#### [What the task asks]
Reproduce verbatim the final portion of the material below, from the line containing "Note: one point per instance of the gray" through its last line, and nothing else.

● ● ● ● ●

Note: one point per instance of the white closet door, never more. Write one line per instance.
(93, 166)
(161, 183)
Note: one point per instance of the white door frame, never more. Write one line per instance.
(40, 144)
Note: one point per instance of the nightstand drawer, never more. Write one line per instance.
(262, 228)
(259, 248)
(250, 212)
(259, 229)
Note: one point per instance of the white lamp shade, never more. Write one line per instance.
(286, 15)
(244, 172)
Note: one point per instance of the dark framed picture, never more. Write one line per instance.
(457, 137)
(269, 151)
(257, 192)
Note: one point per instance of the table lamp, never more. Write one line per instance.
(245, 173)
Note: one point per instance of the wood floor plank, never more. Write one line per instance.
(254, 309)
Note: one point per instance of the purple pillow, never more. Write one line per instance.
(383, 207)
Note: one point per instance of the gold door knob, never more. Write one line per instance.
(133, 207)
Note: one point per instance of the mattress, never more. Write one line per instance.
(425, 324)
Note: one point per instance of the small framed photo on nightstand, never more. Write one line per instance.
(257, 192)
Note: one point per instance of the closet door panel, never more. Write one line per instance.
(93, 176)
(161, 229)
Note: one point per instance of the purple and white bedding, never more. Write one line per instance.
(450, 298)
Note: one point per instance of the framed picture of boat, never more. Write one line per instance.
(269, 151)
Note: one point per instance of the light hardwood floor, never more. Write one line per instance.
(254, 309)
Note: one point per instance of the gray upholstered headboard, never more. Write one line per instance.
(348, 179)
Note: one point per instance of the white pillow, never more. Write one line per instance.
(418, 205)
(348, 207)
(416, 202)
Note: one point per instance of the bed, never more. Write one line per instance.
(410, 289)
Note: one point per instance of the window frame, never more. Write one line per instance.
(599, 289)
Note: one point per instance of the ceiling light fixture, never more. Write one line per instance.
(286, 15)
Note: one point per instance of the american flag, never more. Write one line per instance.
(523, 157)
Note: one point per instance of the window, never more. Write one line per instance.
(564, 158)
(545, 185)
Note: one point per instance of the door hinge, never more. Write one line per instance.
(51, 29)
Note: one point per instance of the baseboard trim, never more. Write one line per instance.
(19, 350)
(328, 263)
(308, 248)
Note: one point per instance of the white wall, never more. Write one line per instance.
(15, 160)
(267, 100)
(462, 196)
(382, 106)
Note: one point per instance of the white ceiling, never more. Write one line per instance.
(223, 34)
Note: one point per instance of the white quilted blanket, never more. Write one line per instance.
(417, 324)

● ● ● ● ●

#### [The response]
Note: one point per instance of the gray upholstered headboard, never more. Write one line per instance.
(348, 179)
Note: one point per instance of the white pillow, never more. Write one line per instance.
(418, 205)
(348, 207)
(416, 202)
Note: one point per instance of the bed, never more. Write one line per instance.
(410, 289)
Note: one point per instance of the window frame, never more. Write one line per instance.
(599, 289)
Note: one point per instance of the ceiling light fixture, never more. Write one line per instance.
(286, 15)
Note: one point per instance of the american flag, never more. Write one line per instance.
(523, 157)
Note: one point per instance of the window, never more. Write one line per instance.
(564, 158)
(545, 185)
Note: one point per instance of the door hinge, never more. Write one line per instance.
(51, 29)
Note: one point per instance of the baseboard trim, never more. Write one line per instance.
(19, 350)
(328, 263)
(308, 248)
Note: one point per instance of the white wall, never more. Write one line per instance.
(15, 160)
(267, 100)
(462, 196)
(382, 106)
Note: one point per instance of the white ceiling, never more. Write one line per instance.
(223, 34)
Note: one point per instance of the white quilted blanket, never more. Write one line per instance.
(417, 324)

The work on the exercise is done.